:: TASK GOAL ::
Please restate verbatim the lines that open the listing below, ending with the line in which "Each instance of the riverbank" occurs.

▼

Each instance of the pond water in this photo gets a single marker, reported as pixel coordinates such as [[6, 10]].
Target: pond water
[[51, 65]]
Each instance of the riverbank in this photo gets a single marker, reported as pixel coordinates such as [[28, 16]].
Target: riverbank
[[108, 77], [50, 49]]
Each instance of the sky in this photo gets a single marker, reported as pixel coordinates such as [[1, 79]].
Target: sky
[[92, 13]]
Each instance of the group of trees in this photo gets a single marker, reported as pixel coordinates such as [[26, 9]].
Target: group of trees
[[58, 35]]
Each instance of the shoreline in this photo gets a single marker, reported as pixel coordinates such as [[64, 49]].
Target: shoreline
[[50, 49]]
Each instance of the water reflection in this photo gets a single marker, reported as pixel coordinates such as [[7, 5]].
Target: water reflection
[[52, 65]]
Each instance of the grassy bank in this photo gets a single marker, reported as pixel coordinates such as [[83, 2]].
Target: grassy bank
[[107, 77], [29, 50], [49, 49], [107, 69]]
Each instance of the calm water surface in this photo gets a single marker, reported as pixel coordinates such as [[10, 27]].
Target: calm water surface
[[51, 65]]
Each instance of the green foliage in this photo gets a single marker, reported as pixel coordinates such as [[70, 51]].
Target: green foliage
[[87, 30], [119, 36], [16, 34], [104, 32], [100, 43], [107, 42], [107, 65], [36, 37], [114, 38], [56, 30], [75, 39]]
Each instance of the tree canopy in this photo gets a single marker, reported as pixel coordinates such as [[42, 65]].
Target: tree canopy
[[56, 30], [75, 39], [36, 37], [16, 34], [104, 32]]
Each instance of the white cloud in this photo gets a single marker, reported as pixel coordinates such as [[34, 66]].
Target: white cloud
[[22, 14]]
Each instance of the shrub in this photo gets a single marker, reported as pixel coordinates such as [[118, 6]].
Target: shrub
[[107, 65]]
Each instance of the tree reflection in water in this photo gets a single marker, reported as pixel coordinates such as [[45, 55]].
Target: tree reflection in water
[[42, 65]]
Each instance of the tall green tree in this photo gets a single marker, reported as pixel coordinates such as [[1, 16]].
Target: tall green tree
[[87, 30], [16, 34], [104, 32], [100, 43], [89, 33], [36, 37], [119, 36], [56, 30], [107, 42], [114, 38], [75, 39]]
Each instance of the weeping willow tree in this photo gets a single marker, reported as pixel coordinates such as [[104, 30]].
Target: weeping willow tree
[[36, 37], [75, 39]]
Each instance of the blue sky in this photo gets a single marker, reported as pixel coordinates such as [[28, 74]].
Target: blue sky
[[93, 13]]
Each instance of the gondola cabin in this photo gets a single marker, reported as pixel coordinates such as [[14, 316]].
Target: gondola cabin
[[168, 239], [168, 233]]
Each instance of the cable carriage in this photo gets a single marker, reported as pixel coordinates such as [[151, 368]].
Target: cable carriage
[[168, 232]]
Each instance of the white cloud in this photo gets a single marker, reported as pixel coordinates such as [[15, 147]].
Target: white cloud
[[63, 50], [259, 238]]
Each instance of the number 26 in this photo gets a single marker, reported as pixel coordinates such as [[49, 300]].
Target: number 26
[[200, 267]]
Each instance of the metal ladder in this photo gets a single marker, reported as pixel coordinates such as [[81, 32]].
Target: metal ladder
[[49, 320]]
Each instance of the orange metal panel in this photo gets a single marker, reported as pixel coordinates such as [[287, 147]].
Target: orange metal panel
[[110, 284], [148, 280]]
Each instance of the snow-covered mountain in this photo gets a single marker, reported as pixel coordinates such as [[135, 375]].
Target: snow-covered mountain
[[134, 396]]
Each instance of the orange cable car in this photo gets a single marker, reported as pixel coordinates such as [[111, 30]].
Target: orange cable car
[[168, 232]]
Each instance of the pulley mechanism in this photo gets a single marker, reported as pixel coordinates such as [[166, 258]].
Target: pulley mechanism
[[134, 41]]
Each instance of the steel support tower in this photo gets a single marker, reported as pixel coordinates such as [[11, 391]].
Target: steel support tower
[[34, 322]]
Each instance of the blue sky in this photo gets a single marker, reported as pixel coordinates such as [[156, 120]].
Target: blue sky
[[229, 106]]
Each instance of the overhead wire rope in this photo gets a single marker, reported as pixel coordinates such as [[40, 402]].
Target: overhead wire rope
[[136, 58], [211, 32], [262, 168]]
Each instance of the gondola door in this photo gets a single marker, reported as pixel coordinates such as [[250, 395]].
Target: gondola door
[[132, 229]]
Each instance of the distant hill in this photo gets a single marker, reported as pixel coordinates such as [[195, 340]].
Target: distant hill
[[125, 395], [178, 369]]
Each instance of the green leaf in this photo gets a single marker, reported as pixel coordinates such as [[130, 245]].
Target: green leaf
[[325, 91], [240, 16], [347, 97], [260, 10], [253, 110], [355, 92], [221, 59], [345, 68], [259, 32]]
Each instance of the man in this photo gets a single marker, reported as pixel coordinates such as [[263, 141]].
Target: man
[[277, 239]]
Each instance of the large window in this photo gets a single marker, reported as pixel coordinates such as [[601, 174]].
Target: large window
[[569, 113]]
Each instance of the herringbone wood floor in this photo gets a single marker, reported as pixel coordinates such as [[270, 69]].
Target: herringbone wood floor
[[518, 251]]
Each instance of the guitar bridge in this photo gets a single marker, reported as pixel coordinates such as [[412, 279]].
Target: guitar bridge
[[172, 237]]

▲

:: SOLUTION ::
Each instance of the pond water in this photo gets a single marker, reported as pixel coordinates such as [[6, 10]].
Target: pond water
[[51, 65]]
Each instance of the riverbank in this photo gets a single marker, reported as pixel coordinates such as [[28, 16]].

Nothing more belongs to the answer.